# WHAT TO WORK ON
Copy the part of the data that opens with the line containing "Return one point per instance of the boy in green" and runs through the end of the data, keeping the requests but multiplying every coordinate in the answers by 0.45 and rounding each to a whole number, halves up. Give only those lines.

# A run of data
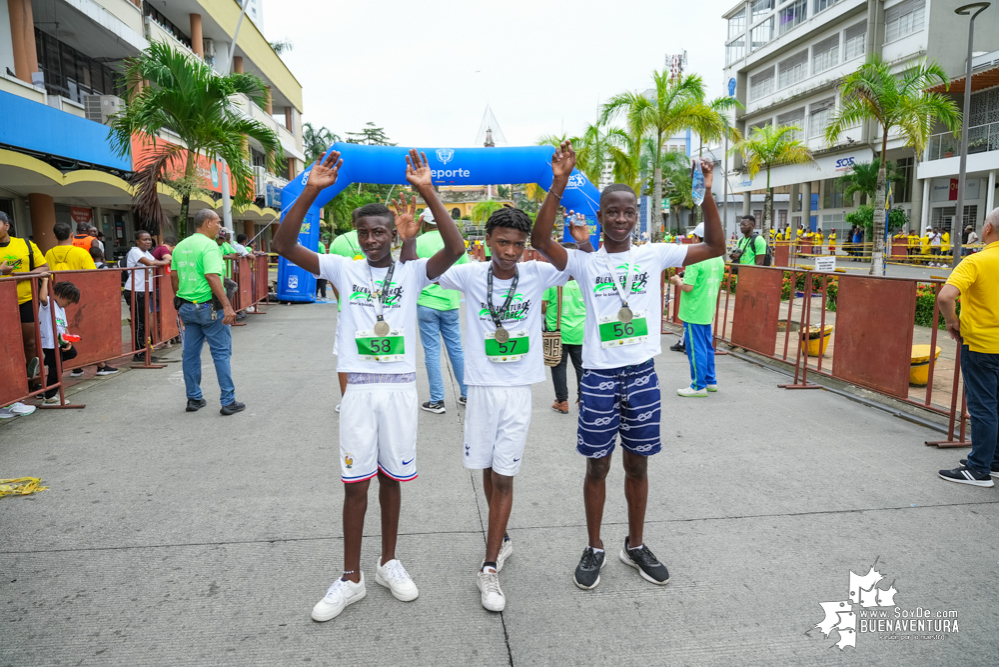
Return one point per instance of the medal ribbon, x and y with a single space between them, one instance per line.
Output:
379 295
498 315
622 291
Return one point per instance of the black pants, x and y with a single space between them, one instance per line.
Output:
139 317
559 373
52 375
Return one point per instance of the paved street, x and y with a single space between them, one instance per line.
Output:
168 538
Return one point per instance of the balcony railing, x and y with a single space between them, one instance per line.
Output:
981 138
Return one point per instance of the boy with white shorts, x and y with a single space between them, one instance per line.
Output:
503 358
377 343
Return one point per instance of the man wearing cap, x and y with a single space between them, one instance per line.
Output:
699 287
437 310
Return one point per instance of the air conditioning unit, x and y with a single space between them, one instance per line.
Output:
100 108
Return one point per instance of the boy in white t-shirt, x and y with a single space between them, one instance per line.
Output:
621 290
503 358
377 329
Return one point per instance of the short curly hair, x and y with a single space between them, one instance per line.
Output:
513 218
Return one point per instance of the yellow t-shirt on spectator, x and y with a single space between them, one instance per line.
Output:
977 276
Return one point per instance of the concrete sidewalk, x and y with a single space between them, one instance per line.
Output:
169 538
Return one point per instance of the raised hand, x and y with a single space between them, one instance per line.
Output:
563 160
405 217
325 171
418 170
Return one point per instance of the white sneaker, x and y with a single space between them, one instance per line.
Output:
393 576
506 550
339 595
492 595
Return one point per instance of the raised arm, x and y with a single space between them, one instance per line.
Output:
323 175
714 236
419 176
563 162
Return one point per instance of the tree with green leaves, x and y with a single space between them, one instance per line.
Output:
170 90
768 147
863 178
899 104
676 105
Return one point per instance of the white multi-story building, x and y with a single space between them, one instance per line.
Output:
787 59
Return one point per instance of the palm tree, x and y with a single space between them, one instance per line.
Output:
768 147
168 90
316 141
864 179
899 104
676 105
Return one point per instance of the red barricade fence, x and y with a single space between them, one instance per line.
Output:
104 321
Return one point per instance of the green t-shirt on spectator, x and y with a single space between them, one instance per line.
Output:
192 259
698 305
758 249
434 296
573 312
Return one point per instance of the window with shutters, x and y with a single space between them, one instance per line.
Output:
761 84
793 15
796 119
819 114
854 41
825 54
792 70
904 19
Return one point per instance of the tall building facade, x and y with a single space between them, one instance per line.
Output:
60 67
786 60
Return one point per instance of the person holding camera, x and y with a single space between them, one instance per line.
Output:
197 270
751 248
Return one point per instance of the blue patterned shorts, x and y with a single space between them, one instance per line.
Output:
622 400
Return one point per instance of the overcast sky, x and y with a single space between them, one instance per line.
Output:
425 71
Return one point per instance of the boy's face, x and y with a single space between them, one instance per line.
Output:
617 215
375 235
507 246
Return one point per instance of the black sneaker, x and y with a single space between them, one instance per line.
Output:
588 571
195 404
436 408
643 560
965 475
232 408
995 467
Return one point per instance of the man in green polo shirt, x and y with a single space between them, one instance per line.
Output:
700 285
437 311
196 275
572 326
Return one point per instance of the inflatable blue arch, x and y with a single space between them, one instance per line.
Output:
451 166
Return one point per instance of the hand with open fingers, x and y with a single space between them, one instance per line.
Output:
580 231
708 169
418 170
564 160
405 217
325 171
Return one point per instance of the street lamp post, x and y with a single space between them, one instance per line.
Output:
957 227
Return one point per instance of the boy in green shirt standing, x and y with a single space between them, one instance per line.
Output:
700 285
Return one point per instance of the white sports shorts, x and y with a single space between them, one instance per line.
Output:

# RESULT BELOW
Return one point per instance of the boy in green shirt standing, x and y with a single space between them, one instance per line.
Output:
315 128
Return one point per instance of the white sports shorts, x and y with a single space between them, one instance per line.
Output:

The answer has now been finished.